(Point annotation dataset records)
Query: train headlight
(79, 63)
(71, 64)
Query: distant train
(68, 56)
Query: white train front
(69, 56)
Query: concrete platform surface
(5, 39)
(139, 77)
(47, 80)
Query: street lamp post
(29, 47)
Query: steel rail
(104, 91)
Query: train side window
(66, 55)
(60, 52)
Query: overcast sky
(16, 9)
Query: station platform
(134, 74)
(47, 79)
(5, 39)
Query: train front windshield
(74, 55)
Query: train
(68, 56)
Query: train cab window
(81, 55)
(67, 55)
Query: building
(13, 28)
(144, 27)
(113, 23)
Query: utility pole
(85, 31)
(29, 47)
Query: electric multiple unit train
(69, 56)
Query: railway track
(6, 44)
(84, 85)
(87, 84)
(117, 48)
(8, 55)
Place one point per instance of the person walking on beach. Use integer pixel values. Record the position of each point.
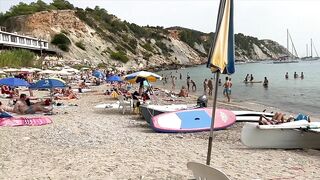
(246, 78)
(302, 76)
(173, 80)
(205, 86)
(251, 77)
(194, 87)
(188, 82)
(227, 88)
(265, 82)
(210, 86)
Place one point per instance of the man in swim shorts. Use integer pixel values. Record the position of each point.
(21, 106)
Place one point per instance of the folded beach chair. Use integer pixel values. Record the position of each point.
(201, 171)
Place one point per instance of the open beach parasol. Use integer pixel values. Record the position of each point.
(141, 76)
(114, 79)
(221, 55)
(14, 82)
(98, 74)
(49, 83)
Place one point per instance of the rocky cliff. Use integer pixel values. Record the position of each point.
(104, 35)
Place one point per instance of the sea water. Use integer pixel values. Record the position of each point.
(292, 95)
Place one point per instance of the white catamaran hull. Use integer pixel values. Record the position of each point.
(254, 137)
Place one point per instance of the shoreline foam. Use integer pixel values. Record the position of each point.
(85, 143)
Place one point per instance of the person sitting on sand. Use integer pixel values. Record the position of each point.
(21, 106)
(5, 89)
(277, 118)
(68, 94)
(4, 108)
(183, 92)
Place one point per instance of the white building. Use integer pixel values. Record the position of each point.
(21, 41)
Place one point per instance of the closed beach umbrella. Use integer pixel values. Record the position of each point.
(13, 82)
(49, 83)
(114, 79)
(221, 55)
(141, 76)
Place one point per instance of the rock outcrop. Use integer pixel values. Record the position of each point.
(162, 47)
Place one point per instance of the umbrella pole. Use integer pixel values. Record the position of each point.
(213, 118)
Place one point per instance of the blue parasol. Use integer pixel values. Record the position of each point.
(98, 74)
(14, 82)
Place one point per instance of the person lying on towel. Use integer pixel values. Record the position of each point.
(68, 94)
(277, 118)
(21, 106)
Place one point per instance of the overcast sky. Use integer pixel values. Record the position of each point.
(264, 19)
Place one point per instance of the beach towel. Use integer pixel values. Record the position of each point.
(5, 115)
(25, 121)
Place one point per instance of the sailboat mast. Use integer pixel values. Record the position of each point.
(311, 47)
(288, 43)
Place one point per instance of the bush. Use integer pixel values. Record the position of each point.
(120, 56)
(62, 41)
(80, 45)
(17, 58)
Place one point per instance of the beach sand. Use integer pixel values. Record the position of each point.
(86, 143)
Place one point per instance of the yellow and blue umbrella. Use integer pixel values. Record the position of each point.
(221, 55)
(142, 76)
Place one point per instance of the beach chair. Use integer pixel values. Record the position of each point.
(124, 104)
(201, 171)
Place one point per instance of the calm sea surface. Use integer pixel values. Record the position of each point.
(292, 95)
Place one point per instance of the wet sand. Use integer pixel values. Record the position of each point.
(86, 143)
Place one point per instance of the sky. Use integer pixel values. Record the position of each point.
(264, 19)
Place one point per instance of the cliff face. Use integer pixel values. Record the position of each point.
(143, 46)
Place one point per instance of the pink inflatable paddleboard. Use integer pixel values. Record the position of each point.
(193, 120)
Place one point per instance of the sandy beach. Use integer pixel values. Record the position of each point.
(86, 143)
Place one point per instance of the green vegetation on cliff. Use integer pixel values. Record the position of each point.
(62, 41)
(126, 39)
(39, 5)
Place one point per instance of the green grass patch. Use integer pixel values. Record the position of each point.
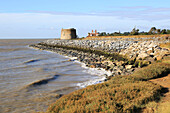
(119, 94)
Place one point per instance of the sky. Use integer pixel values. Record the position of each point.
(46, 18)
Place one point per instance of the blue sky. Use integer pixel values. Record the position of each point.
(46, 18)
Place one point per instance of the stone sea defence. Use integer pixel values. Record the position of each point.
(120, 56)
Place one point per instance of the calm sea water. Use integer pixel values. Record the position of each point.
(30, 79)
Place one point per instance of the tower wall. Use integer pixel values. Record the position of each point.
(68, 34)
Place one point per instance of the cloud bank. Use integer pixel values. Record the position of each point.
(47, 24)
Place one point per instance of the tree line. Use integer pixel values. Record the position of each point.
(135, 31)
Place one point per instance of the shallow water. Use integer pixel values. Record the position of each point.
(30, 79)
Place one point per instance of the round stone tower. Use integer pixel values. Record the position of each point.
(68, 34)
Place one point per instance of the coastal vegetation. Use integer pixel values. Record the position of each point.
(120, 94)
(127, 91)
(152, 31)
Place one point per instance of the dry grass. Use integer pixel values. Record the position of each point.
(134, 36)
(119, 94)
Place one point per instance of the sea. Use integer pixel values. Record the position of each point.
(31, 80)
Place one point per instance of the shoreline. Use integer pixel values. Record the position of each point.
(129, 61)
(100, 72)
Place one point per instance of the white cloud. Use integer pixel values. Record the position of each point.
(49, 25)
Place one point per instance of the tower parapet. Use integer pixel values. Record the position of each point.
(68, 34)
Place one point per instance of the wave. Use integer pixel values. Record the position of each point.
(31, 61)
(43, 81)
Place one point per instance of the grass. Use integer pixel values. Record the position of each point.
(113, 56)
(134, 36)
(119, 94)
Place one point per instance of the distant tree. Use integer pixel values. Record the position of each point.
(158, 31)
(102, 34)
(126, 33)
(134, 31)
(168, 31)
(152, 30)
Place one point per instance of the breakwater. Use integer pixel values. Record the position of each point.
(119, 56)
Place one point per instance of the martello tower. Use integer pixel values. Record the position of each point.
(68, 33)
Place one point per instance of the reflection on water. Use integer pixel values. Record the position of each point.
(30, 80)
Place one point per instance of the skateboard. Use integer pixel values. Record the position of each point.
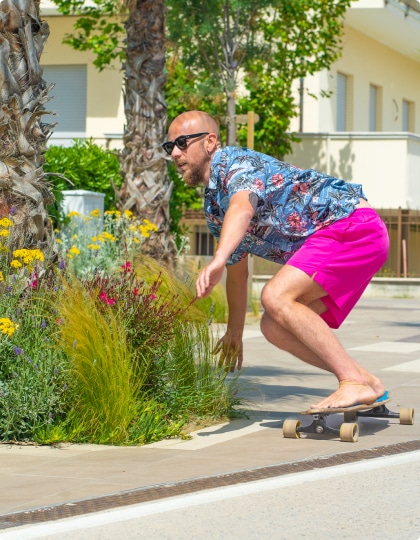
(349, 428)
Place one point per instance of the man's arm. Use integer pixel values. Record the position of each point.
(241, 210)
(230, 345)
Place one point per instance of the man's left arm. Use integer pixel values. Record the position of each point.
(242, 206)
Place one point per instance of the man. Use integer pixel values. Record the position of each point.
(321, 229)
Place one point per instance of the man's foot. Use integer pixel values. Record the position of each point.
(350, 393)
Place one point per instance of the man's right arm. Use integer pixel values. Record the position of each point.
(230, 345)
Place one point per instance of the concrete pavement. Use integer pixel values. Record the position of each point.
(43, 483)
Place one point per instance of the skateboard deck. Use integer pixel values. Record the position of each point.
(349, 428)
(335, 410)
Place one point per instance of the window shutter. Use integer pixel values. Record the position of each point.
(341, 102)
(372, 107)
(68, 96)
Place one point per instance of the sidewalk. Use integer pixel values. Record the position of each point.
(382, 334)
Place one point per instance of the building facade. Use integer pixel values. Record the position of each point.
(367, 131)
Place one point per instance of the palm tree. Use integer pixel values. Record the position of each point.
(24, 191)
(146, 188)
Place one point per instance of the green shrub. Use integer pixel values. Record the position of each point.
(87, 166)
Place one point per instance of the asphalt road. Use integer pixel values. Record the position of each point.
(375, 499)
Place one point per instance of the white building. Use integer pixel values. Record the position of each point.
(367, 132)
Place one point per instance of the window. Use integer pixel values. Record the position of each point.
(204, 242)
(342, 99)
(407, 116)
(68, 97)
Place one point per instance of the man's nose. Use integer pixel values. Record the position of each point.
(175, 151)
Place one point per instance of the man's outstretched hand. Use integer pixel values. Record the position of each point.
(230, 351)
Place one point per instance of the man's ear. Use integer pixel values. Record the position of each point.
(212, 143)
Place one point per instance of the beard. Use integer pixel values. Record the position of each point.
(195, 175)
(193, 178)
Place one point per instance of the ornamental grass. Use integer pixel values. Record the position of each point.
(104, 346)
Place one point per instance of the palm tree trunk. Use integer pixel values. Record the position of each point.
(146, 188)
(23, 189)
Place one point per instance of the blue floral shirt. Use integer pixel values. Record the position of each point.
(292, 203)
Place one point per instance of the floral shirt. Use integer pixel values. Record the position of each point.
(292, 203)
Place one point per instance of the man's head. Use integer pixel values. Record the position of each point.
(193, 139)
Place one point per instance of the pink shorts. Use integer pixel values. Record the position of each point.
(343, 258)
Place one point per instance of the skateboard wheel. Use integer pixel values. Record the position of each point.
(290, 428)
(350, 416)
(349, 432)
(407, 416)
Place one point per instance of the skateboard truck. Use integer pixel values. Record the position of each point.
(349, 429)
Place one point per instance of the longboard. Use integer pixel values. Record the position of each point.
(349, 428)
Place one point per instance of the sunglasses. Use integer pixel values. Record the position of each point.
(180, 142)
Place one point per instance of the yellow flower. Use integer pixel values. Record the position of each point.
(7, 326)
(28, 256)
(106, 236)
(6, 222)
(144, 231)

• Work to be completed
Can you switch "yellow flower" to "purple flower" and give back only the records from the line with "Place one point per instance of the sunglasses." through the end of the records, with everything else left unchanged?

• Solved problem
Place one point per instance of the sunglasses. Use integer pixel values. Record the position of each point.
(180, 142)
Place one point per instance of the purple flower. Use integer pixel values. Record the position of each point.
(7, 326)
(28, 256)
(106, 236)
(6, 222)
(144, 231)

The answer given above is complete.